- Excerpted text:
··········
- Born: Kenya
- Citizenship: Kenyan
- Education: Indiana University Indianapolis (Bachelor of Science in Nursing)
- Occupations: Critical Care Nurse, Entrepreneur & Business Executive
- Years active: 2014 to present
- Title: Chief Executive Officer of Pauline Cosmetics Limited

= Nelly Tuikong =

Nelly Tuikong is a Kenyan critical care nurse, entrepreneur and business executive, who is the founder and chief executive officer of Pauline Cosmetics Limited, a Nairobi-based company that she founded in 2013, with business operations in 2014.

==Background and education==
Nelly was born and raised in Kenya. She is the middle child and only girl in a family of three siblings. She attended Kapsabet Academy Primary School in Nandi County and Eregi Girls Boarding Primary School, in Kakamega County for her elementary schooling. She then transferred to Saint Mary's Tachasis Girls High School, in Nandi County, graduating from high school in 2002.

After high school, Nelly's mother could not afford college fees. Instead, Nelly volunteered at Sally Test Paediatric Centre, in Eldoret. While there, she met Stephen Leapman and his wife Judy Leapman, who volunteered to sponsor her education at Indiana University Indianapolis and to host her while in the United States. She graduated from the Indiana University School of Nursing with a Bachelor of Science in Nursing (BSN) degree.
··········
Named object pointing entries

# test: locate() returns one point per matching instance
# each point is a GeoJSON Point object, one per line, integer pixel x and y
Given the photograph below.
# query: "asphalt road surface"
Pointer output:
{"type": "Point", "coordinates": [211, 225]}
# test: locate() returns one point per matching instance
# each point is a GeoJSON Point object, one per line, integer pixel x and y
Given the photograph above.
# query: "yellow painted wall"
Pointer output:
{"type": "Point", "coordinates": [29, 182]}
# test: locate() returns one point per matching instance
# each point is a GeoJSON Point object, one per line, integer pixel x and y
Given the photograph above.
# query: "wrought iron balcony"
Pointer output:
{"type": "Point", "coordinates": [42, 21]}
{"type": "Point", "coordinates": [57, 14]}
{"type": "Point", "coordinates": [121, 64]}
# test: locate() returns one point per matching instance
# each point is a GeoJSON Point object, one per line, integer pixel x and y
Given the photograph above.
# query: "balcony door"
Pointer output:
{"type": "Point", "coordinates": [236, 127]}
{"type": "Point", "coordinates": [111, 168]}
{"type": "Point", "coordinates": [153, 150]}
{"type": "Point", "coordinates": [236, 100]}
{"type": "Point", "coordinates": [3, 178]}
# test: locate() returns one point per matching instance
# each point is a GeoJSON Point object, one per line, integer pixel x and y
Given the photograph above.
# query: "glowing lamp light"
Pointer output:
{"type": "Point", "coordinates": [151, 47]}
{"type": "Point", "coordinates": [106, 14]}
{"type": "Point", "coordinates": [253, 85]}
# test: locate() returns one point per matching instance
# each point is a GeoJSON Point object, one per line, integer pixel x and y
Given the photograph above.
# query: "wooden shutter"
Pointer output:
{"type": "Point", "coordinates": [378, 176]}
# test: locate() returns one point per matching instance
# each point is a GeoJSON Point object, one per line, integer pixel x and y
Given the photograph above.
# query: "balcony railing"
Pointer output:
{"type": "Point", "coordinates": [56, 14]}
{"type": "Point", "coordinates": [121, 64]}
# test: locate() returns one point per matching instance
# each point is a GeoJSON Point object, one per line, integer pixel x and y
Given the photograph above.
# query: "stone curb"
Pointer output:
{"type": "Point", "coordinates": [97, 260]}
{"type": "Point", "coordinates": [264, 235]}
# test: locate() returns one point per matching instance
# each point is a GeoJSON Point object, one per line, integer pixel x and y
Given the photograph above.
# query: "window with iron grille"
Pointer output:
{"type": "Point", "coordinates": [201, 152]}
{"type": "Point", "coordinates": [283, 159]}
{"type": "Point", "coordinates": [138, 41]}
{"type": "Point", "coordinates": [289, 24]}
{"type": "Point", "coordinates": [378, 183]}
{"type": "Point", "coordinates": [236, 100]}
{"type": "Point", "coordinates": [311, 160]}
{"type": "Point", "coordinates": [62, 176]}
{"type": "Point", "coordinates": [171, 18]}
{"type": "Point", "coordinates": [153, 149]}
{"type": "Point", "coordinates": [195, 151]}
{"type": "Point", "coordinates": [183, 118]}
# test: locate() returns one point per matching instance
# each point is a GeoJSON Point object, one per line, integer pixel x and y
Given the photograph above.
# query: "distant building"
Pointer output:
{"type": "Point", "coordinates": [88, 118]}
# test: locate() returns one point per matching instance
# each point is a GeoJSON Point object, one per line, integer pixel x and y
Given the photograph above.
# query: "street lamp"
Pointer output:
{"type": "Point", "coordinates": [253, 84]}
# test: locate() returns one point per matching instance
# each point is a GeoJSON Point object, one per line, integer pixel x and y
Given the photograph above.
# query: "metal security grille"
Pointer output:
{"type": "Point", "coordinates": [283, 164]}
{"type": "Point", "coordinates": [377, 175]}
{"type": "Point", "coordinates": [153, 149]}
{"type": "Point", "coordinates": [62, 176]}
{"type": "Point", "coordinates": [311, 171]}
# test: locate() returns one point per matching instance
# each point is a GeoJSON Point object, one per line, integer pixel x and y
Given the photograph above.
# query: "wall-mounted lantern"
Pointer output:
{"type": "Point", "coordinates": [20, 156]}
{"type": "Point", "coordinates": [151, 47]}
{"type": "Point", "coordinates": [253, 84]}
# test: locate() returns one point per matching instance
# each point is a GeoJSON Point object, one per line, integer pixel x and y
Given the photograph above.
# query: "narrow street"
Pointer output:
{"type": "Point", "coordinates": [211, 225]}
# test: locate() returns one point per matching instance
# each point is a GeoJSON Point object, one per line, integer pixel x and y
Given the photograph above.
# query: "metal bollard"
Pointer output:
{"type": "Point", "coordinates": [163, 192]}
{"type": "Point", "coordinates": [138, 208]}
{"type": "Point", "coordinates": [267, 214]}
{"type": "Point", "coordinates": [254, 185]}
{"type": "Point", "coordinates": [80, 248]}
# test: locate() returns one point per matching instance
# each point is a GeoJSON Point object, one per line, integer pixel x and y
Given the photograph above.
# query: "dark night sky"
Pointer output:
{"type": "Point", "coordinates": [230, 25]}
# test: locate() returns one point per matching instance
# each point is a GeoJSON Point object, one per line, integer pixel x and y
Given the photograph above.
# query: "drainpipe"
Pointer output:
··········
- Exercise requirements:
1 - Based on the Nelly Tuikong biography, state whether each of the following agrees with it, answering yes or no and quoting the deciding words: (a) She finished high school in 2002. (b) She is the eldest of three siblings. (c) Pauline Cosmetics Limited is based in Nairobi.
2 - Continue the Nelly Tuikong biography, beginning after its final sentence.

- Results in order:
1 -
(a) Yes: "graduating from high school in 2002."
(b) No: "She is the middle child and only girl in a family of three siblings."
(c) Yes: "a Nairobi-based company"

2 -
==Career==
After college, she started working as a critical care nurse in the state of Indiana, in the United States. However, in 2010, she began to explore the possibility of starting a beauty line of products geared towards African women. With US$400 (approx. Sh40,800), Nelly Tuikong started Pauline Cosmetics (named after her mother). She researched online and approached Kiralee Hubbard, an American makeup artist who owns Eye Max Cosmetics for advice and mentorship. Nelly chose to start with four product lines; lip stick, lip gloss, mascara and eye shadow.

In 2012 she relocated back to her native Kenya and settled in Eldoret. After about three years of making start-up mistakes (she ordered her first large batch of cosmetics before she developed the market), she started to distribute her line through retail outlets in a sustainable manner. As of February 2016, she was supplying to over 40 retail outlets in Kenya, with plans to expand to other East African countries, including Uganda and Rwanda.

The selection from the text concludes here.